> **PROBLEM SET**:
- A) Transcribe the part of the rally account that begins at the words "From here we" and stops after the words "an all-terrain vehicle.".
- B) For each statement, say yes or no according to the rally account, and quote the words that decide it: (i) The writer watched the opening legs of the Classic Rally in Naivasha. (ii) Kibo Slopes is near Loitokitok. (iii) The road out of the border town was dusty.

> **TEXT SEGMENT**:

BEGIN

Last year, as the Safari Rally headed to ‘Vasha’, I staked it out in the city and listened in nostalgia as friends and colleagues relived the good old days of the rally. Less than a year later, the craze was in town again in the name of the East African Classic Safari Rally.
And while I had missed the opening legs of the 10th edition of the Classic Rally in Naivasha, Nakuru and Laikipia, I was determined to have a front-row seat and watch the wilder side of the race in Amboseli and the ‘beach edition’ in Watamu.
I belong to a generation that gets a spike in adrenaline whenever the fast cars are cruising in the jungle, having been weaned on the once globally-acclaimed Safari Rally.
My team and I woke up before dawn from Kibo Slopes, the serene enclave establishment near Loitokitok that is aptly named after the highest peak in Africa.
From here we drove through the well-paved road out of the border town and onto the dusty one to Amboseli in order to find a vantage point along the special stage.
Half an hour later and the first rays of the rising sun had cast a golden glow on Kilimanjaro, creating a perfect glow on the ice cap. It was promising to be another hot day in the rally, and like the previous days of the rally, the heat will knock off several drivers from the finish line.
But in Amboseli, heat and dust will be the least of their concerns. A puncture inside the park would see drivers change tyres in the company of hyenas, buffaloes and elephants, animals that are better watched from the comforts of an all-terrain vehicle.

END

> **SUPPLIED RECORDS**:

BEGIN

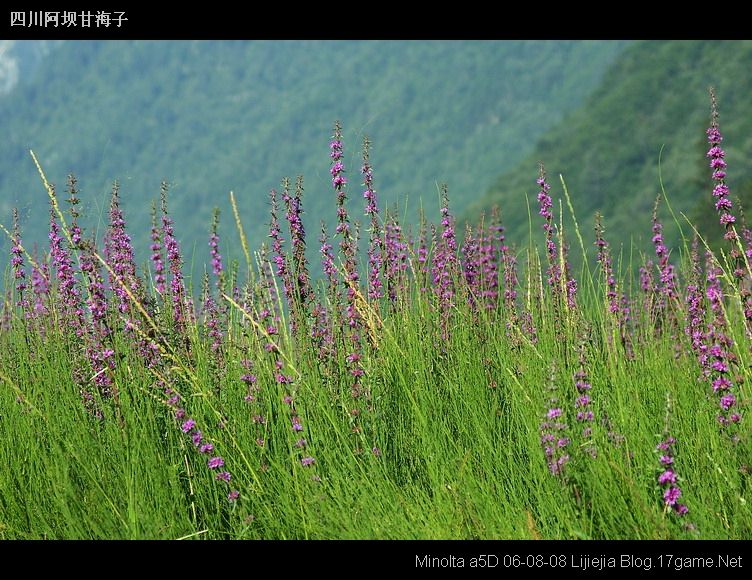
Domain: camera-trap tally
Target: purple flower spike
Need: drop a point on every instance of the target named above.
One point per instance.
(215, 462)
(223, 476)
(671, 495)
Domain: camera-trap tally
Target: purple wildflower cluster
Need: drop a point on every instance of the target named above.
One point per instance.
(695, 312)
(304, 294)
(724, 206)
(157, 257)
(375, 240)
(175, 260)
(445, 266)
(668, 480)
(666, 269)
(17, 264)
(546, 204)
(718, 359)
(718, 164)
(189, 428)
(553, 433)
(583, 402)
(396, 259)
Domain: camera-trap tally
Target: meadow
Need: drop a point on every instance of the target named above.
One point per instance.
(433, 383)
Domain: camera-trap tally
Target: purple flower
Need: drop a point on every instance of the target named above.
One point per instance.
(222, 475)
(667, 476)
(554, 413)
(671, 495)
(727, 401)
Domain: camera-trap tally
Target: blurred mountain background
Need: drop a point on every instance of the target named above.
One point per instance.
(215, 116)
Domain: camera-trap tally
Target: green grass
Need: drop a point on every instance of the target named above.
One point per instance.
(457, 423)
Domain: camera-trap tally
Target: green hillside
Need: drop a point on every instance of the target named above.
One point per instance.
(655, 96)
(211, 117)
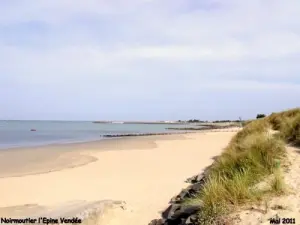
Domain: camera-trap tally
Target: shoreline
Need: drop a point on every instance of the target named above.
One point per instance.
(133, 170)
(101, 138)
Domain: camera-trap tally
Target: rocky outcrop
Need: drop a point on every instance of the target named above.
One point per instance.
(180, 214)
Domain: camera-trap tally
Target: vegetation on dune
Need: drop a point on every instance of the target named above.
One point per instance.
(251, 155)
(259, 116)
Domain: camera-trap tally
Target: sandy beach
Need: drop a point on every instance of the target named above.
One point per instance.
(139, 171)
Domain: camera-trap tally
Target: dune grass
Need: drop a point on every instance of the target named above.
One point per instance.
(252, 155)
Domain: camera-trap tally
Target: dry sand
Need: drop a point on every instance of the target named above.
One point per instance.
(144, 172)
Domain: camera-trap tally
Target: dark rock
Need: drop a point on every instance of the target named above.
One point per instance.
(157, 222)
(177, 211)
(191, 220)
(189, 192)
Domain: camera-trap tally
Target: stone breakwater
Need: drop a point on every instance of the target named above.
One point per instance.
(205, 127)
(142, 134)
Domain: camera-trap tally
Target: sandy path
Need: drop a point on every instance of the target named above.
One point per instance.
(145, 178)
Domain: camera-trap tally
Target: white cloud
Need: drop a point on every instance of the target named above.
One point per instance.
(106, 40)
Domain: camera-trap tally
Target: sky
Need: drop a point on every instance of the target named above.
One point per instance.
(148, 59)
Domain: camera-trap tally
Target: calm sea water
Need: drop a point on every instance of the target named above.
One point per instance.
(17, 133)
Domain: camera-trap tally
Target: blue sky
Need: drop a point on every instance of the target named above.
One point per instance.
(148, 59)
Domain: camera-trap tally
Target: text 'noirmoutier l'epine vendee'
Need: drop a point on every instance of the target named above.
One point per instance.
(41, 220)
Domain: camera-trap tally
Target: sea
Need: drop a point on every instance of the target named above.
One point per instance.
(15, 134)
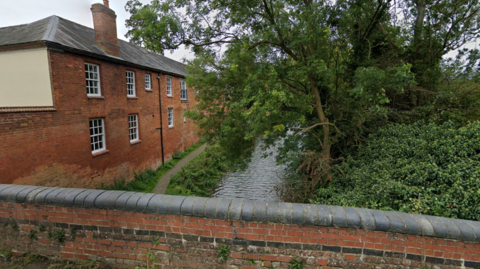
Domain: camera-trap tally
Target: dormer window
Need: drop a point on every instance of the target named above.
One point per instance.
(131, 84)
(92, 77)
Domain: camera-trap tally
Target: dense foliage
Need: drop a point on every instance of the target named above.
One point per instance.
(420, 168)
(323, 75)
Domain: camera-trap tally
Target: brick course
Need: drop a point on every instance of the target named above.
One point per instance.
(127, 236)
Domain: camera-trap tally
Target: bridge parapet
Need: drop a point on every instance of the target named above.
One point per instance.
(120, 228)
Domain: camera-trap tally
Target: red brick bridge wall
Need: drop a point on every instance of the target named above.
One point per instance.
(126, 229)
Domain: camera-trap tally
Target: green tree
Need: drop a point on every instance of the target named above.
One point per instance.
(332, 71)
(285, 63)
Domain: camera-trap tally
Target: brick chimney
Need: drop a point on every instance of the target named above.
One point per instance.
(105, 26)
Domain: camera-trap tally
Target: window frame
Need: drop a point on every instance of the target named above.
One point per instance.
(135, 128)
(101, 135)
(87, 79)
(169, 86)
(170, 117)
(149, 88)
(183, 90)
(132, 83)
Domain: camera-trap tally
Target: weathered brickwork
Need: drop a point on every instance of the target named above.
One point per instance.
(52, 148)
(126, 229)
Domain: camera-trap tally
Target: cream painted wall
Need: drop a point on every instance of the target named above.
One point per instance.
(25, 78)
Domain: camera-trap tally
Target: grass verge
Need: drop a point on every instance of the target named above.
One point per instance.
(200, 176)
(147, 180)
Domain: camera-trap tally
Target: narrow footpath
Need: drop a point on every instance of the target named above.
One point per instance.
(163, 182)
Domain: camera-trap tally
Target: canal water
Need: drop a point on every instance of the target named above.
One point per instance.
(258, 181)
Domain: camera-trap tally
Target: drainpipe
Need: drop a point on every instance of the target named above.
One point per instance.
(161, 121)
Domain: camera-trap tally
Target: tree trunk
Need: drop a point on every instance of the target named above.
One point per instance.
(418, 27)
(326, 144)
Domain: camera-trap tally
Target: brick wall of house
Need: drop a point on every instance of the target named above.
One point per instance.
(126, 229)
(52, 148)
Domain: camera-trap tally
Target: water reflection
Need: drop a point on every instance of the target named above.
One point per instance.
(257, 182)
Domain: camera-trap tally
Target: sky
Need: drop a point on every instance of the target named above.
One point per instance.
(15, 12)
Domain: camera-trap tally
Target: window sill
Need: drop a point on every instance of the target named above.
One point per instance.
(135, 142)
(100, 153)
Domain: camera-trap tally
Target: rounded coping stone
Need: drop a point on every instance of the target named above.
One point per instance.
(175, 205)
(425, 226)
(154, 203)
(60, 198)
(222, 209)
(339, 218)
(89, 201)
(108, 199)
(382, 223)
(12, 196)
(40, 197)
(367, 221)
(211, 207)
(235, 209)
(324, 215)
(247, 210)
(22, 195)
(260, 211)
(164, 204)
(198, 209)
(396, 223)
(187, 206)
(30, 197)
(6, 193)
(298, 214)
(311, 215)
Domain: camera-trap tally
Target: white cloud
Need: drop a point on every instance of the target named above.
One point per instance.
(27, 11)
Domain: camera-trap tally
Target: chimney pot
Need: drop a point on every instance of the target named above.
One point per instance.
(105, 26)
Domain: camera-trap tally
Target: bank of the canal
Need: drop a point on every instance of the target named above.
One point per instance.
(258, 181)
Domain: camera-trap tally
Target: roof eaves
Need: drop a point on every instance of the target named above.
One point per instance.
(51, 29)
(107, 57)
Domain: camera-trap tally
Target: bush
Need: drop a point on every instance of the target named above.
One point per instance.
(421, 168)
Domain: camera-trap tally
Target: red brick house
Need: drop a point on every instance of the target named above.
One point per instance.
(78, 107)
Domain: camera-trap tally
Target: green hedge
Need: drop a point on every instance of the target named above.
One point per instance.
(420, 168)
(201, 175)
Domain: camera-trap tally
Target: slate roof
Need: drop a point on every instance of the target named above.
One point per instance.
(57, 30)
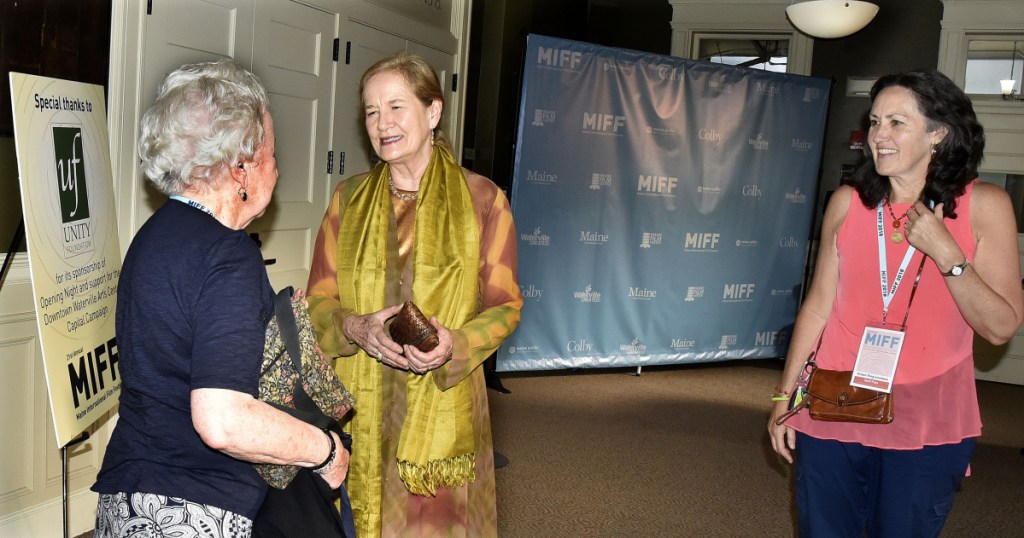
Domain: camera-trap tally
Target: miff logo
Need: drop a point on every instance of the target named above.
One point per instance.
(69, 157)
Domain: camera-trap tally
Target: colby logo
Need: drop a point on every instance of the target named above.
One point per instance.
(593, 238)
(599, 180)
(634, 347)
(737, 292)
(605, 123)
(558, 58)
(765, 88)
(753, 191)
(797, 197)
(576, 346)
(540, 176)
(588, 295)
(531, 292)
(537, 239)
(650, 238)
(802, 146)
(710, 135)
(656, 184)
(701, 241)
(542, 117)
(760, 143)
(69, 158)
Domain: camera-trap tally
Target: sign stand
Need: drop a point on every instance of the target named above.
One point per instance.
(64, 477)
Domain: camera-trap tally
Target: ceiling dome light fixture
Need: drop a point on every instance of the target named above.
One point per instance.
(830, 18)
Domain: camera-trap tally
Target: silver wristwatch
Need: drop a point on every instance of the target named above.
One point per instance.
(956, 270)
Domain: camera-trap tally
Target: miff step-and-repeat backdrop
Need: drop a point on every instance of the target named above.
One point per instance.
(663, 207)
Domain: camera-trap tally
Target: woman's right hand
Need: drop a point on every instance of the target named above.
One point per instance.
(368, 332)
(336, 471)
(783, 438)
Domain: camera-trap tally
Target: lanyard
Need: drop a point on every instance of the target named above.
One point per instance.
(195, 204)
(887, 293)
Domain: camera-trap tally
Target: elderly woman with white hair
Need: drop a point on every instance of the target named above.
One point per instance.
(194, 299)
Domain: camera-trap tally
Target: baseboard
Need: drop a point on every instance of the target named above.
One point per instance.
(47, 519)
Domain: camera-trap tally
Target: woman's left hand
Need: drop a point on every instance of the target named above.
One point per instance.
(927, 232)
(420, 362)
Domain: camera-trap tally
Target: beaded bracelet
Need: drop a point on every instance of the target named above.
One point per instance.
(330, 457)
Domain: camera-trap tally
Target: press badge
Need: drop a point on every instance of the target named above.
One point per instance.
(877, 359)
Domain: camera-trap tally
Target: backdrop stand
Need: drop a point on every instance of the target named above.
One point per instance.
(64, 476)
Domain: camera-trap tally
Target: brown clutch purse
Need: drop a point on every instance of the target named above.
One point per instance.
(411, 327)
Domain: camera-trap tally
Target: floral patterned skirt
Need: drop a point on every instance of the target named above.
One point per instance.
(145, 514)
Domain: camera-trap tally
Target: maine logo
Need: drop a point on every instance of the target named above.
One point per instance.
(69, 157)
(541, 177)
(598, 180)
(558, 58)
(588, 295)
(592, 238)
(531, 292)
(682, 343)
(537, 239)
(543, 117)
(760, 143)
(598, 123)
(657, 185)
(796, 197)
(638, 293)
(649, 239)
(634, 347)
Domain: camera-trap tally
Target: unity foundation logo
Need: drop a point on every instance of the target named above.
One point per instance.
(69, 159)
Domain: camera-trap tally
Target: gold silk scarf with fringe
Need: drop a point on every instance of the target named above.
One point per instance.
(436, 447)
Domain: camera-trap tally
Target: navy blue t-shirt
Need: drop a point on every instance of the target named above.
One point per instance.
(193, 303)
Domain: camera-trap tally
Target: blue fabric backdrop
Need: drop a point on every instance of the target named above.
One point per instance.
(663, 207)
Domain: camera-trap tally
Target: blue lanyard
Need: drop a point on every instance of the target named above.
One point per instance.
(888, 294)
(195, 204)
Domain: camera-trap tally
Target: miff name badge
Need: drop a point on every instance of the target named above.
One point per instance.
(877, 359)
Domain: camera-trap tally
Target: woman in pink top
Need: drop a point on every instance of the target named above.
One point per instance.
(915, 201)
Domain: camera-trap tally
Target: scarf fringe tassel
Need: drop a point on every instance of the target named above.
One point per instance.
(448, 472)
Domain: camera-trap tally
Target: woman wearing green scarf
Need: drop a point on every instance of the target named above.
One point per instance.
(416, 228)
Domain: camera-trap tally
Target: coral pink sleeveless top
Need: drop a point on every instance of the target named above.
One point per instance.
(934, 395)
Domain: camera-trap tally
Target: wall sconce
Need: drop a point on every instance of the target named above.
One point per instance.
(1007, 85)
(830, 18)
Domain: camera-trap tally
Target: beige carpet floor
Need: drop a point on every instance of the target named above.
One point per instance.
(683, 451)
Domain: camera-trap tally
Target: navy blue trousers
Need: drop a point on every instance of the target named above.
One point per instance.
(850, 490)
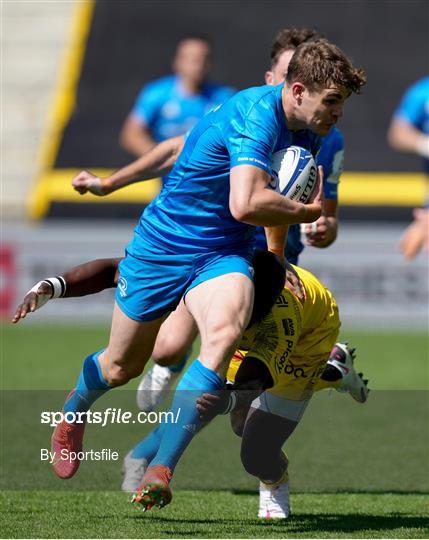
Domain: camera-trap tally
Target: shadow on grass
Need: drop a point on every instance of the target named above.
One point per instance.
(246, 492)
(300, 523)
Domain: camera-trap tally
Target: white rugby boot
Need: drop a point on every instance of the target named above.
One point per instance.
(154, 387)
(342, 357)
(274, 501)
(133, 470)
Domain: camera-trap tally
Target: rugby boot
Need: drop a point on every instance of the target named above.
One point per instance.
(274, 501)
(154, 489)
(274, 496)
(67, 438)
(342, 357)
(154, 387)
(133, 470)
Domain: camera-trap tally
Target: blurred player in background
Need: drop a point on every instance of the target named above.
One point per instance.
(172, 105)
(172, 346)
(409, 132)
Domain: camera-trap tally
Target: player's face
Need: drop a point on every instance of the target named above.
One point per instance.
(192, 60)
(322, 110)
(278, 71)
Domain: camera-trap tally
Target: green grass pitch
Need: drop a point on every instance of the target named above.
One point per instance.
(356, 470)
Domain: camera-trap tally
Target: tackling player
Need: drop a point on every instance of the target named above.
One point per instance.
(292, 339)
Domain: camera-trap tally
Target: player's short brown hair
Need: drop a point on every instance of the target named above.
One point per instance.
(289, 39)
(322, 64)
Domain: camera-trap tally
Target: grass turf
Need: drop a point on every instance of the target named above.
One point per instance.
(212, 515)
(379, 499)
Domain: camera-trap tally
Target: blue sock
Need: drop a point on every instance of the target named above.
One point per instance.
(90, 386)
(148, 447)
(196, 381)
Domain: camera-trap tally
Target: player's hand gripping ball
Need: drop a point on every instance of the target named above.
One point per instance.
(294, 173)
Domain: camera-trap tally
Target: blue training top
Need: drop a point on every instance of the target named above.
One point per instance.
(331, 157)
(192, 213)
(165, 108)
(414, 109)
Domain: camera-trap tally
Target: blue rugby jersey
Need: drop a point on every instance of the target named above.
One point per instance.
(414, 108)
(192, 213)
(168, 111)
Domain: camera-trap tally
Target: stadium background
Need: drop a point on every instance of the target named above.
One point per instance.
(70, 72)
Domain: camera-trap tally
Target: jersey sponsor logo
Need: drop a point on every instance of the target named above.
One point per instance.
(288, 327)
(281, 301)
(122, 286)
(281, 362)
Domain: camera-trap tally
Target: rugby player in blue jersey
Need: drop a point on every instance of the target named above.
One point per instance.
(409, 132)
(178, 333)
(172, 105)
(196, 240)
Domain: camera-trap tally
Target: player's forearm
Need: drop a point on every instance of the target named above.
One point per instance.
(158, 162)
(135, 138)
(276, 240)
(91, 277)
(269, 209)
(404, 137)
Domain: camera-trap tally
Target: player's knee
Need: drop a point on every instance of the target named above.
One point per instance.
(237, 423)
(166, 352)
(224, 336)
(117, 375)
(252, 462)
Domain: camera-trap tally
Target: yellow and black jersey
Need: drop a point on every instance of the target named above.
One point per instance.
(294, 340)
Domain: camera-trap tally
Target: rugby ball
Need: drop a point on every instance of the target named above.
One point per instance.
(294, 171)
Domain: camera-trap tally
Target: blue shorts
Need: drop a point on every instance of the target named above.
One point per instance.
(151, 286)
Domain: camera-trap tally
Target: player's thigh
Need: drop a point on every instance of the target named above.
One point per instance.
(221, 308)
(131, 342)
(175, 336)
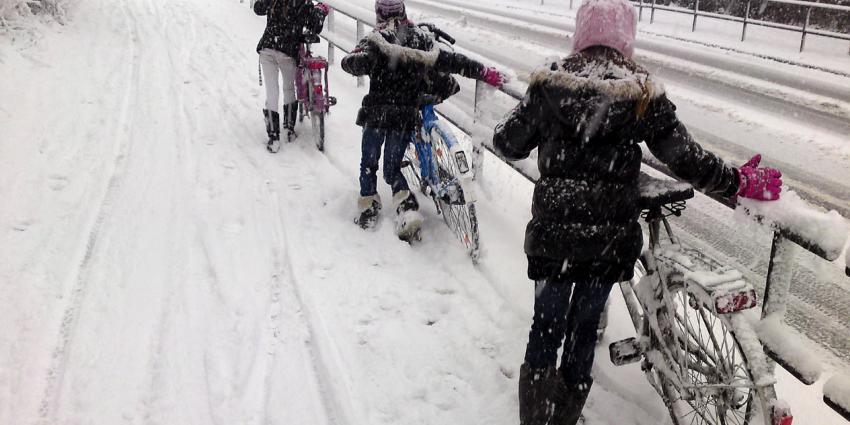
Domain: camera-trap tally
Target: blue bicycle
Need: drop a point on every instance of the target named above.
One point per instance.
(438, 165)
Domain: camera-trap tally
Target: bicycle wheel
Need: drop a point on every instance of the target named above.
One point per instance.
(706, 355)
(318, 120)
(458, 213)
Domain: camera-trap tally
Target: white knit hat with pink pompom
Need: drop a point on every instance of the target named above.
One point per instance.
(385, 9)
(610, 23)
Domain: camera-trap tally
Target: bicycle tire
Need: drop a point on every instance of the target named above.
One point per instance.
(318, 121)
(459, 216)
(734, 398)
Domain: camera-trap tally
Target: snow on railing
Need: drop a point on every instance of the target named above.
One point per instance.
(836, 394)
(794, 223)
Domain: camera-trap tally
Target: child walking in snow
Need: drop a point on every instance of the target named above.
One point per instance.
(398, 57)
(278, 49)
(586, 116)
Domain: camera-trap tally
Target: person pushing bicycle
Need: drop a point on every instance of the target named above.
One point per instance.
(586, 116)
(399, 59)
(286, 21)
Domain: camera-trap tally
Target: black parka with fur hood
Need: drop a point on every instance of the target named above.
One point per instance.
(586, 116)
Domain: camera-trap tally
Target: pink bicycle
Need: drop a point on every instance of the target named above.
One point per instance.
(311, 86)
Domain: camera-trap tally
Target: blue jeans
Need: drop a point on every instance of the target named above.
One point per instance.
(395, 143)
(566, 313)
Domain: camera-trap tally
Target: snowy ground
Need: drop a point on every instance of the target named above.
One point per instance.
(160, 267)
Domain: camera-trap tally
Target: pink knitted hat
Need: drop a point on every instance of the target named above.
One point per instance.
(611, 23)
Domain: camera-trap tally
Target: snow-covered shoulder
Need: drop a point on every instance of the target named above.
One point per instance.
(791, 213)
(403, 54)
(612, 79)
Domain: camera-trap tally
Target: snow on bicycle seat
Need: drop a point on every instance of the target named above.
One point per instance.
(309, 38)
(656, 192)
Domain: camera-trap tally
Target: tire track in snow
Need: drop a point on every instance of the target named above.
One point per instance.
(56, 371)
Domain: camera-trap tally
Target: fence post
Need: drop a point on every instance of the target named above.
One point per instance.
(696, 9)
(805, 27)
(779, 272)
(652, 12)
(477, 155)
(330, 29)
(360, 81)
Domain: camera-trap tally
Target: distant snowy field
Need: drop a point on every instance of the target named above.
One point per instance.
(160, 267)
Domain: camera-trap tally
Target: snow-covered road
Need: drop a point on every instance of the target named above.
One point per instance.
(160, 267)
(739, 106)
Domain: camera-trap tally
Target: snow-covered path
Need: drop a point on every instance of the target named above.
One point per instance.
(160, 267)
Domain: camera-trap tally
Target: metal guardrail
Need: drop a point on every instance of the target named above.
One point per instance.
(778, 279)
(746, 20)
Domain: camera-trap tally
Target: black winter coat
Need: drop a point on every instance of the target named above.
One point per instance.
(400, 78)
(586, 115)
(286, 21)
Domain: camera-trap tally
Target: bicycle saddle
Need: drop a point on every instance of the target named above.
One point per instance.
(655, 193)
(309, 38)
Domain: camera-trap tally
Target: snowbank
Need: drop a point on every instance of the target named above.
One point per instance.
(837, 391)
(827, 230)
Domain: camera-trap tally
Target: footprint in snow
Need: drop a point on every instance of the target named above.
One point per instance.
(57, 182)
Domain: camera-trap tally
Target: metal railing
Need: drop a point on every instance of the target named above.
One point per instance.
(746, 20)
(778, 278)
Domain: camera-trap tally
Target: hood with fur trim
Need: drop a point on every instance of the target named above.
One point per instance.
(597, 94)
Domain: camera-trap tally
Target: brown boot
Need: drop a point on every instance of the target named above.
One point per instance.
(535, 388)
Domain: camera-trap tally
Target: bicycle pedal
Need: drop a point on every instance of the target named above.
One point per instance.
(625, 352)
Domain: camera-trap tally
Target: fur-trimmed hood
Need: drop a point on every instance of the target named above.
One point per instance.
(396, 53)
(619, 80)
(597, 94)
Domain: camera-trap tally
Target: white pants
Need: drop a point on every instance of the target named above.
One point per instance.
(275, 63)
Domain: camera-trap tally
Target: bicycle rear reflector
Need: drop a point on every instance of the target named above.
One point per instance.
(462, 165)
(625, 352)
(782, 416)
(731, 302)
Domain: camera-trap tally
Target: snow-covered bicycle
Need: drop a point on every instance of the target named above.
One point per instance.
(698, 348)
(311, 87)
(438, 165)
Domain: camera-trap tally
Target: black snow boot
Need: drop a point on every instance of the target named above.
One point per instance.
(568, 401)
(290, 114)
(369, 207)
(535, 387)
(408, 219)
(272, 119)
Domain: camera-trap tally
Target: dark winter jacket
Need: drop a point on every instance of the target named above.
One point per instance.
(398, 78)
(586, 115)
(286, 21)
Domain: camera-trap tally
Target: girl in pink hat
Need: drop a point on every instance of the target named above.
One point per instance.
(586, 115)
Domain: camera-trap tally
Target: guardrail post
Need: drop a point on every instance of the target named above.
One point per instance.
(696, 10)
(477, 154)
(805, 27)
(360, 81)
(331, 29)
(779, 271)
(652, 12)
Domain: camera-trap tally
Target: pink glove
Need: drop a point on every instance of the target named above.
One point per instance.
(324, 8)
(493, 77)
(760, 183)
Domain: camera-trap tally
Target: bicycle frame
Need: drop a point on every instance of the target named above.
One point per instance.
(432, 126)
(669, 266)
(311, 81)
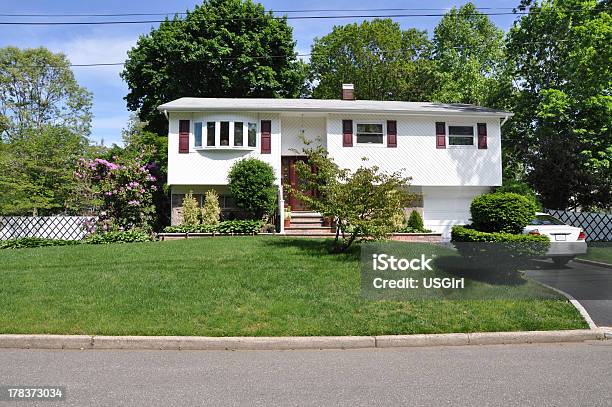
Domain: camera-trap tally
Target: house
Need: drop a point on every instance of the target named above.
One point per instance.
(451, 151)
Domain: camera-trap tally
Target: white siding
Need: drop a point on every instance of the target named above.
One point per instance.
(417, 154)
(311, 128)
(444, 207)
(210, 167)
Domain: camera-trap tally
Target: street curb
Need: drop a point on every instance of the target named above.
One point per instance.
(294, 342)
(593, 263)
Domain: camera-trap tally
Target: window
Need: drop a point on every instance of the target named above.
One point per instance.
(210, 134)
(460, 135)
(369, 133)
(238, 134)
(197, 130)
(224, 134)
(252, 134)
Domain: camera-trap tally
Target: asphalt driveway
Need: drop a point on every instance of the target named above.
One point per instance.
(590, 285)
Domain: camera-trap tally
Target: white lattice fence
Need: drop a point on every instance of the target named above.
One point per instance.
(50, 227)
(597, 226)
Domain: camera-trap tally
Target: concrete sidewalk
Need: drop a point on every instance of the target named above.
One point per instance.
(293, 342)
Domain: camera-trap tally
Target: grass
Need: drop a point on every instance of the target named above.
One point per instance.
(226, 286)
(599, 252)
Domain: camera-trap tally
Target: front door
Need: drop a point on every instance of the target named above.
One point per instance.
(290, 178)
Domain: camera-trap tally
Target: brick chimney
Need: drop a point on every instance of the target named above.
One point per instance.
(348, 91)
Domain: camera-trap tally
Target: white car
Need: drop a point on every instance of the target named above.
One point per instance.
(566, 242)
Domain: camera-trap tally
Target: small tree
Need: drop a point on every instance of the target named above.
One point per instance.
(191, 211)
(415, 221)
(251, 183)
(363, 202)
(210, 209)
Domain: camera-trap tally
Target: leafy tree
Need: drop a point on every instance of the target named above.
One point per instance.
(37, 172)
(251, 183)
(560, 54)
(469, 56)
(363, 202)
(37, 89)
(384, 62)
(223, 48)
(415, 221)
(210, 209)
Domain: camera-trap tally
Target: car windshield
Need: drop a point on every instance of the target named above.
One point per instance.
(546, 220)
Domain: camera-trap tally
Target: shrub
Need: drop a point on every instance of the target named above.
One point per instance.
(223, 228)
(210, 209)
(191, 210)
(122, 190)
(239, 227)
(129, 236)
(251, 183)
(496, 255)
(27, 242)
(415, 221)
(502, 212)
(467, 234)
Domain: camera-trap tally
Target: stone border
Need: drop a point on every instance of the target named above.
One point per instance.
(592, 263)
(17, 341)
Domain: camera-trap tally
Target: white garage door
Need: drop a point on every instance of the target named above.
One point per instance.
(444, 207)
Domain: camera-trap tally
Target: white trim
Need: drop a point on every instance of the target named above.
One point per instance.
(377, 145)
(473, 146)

END

> **ACTIVITY ANSWERS**:
- A)
From here we drove through the well-paved road out of the border town and onto the dusty one to Amboseli in order to find a vantage point along the special stage.
Half an hour later and the first rays of the rising sun had cast a golden glow on Kilimanjaro, creating a perfect glow on the ice cap. It was promising to be another hot day in the rally, and like the previous days of the rally, the heat will knock off several drivers from the finish line.
But in Amboseli, heat and dust will be the least of their concerns. A puncture inside the park would see drivers change tyres in the company of hyenas, buffaloes and elephants, animals that are better watched from the comforts of an all-terrain vehicle.

- B)
(i) No: "I had missed the opening legs of the 10th edition of the Classic Rally in Naivasha, Nakuru and Laikipia"
(ii) Yes: "Kibo Slopes, the serene enclave establishment near Loitokitok"
(iii) No: "we drove through the well-paved road out of the border town and onto the dusty one to Amboseli"